= Written task =
Rewrite the records beginning with the line containing "Goal: detect all instances of boy's knee" and continuing through the line containing "(0, 340), (202, 400)", substituting "denim fabric" with "blue denim" and leaving everything else as it stands.

Raw records
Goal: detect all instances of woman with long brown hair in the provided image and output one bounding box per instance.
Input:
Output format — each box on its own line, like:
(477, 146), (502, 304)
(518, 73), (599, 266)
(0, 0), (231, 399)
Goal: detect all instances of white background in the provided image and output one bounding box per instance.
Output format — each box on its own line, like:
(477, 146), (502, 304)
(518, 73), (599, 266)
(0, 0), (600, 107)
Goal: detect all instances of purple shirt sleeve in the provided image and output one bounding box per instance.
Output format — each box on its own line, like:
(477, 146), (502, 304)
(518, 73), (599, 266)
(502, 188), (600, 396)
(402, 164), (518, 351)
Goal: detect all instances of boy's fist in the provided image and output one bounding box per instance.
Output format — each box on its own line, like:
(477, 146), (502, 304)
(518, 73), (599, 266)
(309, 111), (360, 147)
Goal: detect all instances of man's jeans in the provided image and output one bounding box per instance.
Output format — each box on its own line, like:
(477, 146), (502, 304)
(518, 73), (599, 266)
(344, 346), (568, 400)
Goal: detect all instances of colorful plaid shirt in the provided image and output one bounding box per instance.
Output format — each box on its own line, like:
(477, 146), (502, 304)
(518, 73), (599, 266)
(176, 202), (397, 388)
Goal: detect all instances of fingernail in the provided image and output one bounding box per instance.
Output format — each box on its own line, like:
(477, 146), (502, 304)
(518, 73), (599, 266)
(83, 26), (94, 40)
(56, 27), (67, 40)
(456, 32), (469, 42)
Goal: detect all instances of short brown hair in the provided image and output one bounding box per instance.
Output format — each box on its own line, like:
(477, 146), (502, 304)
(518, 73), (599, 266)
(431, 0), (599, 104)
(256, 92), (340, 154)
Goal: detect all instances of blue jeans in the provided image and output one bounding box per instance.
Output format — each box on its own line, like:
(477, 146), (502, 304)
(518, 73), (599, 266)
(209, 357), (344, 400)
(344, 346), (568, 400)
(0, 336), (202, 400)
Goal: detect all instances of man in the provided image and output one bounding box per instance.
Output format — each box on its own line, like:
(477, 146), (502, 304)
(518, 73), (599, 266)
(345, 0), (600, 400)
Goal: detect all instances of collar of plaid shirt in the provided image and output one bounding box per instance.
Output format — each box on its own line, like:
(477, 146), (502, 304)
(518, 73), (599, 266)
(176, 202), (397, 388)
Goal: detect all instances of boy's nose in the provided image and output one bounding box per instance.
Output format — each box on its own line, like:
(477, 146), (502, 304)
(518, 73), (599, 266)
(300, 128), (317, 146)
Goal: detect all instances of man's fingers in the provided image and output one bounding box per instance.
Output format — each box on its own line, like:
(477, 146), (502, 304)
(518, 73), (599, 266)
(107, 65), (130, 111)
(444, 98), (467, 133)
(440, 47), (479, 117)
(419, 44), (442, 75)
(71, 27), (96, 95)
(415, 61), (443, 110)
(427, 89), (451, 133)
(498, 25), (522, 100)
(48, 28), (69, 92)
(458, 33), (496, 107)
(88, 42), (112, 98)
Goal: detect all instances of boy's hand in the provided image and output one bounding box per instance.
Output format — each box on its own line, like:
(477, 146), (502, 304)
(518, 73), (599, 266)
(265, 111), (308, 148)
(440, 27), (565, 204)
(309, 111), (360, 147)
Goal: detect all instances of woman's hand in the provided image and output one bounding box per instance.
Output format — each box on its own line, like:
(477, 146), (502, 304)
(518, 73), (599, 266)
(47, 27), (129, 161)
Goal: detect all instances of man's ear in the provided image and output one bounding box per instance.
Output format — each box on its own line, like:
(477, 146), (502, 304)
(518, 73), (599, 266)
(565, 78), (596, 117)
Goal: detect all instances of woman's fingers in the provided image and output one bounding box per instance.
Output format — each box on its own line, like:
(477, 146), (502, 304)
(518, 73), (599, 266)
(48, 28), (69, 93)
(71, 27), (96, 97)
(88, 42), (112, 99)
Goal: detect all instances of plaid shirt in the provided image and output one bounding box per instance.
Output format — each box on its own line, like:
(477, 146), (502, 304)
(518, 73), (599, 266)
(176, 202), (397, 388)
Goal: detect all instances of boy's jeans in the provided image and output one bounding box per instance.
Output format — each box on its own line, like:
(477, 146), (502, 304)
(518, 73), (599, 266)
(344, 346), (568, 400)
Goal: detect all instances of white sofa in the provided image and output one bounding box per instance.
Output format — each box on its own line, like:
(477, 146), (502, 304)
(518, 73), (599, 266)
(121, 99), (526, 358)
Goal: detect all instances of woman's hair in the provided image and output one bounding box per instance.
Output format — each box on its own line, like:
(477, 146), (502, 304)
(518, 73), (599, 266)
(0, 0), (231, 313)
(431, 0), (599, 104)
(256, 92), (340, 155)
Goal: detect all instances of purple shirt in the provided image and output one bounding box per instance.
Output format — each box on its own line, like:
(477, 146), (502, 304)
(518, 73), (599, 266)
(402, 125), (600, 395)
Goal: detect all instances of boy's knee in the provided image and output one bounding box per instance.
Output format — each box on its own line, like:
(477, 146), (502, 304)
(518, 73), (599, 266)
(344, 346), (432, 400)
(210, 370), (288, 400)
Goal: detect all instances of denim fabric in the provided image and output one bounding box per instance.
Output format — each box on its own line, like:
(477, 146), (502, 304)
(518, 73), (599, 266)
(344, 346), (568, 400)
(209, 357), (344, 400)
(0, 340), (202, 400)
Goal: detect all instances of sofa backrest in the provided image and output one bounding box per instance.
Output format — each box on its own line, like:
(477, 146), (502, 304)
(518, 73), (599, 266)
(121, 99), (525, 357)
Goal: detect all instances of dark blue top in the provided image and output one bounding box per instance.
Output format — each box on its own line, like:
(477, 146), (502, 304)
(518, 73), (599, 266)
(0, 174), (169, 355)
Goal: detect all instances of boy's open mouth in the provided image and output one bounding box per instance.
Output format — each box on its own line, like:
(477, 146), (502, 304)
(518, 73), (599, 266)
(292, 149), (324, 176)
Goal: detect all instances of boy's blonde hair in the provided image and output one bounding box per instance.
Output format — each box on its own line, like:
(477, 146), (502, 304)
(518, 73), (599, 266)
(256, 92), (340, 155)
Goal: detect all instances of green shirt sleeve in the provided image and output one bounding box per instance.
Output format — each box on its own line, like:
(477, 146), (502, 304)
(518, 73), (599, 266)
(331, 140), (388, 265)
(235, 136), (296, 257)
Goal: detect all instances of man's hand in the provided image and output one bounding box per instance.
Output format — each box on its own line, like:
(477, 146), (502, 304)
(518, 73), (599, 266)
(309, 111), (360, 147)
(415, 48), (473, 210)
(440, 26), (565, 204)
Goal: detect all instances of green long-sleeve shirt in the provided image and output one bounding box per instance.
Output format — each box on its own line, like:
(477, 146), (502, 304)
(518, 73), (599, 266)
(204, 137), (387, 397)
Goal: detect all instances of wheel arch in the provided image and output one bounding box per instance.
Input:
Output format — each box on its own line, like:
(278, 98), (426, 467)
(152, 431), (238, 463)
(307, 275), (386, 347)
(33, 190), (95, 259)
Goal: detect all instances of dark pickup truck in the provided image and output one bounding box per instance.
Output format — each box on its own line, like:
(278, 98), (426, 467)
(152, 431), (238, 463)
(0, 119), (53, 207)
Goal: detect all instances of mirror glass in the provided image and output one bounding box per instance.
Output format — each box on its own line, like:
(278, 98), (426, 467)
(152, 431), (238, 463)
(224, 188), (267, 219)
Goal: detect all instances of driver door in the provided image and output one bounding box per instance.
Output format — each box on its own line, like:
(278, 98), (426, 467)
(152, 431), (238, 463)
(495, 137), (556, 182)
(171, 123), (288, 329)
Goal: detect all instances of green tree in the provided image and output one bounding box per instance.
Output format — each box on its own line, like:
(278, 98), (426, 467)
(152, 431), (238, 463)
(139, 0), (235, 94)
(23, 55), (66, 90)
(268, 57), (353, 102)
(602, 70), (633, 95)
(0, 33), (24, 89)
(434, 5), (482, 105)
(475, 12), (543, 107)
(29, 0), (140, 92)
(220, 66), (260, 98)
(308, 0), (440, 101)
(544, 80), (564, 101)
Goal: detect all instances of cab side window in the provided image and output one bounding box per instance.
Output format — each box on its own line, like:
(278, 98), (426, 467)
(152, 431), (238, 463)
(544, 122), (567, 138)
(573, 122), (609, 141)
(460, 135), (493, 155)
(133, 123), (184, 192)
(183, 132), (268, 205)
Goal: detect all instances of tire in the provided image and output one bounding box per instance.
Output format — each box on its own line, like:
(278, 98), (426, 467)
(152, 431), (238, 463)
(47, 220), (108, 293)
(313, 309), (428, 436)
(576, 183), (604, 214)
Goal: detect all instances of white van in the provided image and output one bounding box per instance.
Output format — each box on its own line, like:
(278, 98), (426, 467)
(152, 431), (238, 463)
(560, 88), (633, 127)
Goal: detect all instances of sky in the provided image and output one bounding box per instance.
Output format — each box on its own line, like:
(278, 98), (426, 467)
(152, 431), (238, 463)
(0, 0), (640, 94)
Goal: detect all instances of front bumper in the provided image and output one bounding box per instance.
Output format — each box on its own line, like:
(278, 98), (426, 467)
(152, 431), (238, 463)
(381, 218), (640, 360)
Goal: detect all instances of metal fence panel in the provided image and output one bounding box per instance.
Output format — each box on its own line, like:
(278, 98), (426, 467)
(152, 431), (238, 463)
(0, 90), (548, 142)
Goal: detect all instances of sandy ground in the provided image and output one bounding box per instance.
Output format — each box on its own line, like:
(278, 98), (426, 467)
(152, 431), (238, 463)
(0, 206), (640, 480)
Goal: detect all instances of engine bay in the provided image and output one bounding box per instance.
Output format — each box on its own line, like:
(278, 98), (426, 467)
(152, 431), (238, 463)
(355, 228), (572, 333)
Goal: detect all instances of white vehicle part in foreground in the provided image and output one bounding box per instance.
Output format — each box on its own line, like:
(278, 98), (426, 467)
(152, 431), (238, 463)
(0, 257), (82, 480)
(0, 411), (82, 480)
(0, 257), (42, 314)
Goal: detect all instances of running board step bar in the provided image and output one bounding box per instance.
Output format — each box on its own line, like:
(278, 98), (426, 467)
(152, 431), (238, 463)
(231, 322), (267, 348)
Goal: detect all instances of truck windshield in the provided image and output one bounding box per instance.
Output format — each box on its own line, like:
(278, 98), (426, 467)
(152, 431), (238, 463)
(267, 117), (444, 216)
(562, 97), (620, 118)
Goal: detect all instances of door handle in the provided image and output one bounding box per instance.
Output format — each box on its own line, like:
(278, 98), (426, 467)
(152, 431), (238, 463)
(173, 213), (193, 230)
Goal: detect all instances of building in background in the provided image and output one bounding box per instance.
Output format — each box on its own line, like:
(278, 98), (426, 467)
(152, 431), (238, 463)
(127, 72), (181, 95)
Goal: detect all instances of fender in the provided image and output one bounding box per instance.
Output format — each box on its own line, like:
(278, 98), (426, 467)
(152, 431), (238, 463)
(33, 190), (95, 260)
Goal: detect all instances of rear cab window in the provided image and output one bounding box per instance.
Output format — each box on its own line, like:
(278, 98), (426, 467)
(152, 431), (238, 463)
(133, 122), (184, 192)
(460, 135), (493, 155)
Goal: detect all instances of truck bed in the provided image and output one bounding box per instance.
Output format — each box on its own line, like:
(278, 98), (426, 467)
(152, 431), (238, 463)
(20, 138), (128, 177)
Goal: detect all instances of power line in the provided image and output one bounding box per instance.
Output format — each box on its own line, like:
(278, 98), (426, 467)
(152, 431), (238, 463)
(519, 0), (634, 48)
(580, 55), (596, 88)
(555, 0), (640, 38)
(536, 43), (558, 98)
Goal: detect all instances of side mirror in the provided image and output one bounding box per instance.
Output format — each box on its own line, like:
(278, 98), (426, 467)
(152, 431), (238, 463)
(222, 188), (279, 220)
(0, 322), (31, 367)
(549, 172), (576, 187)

= Exercise output =
Goal: detect all instances of boy's knee in the provided image and output one bounding box per instance.
Output format — each box on its own line, like:
(477, 146), (502, 304)
(518, 73), (599, 266)
(344, 346), (432, 400)
(210, 370), (288, 400)
Goal: detect all instances of blue denim in the provided image and output one bounding box per instance.
Output format — each box on its own line, like:
(477, 146), (502, 304)
(518, 73), (599, 266)
(344, 346), (568, 400)
(209, 357), (344, 400)
(0, 340), (202, 400)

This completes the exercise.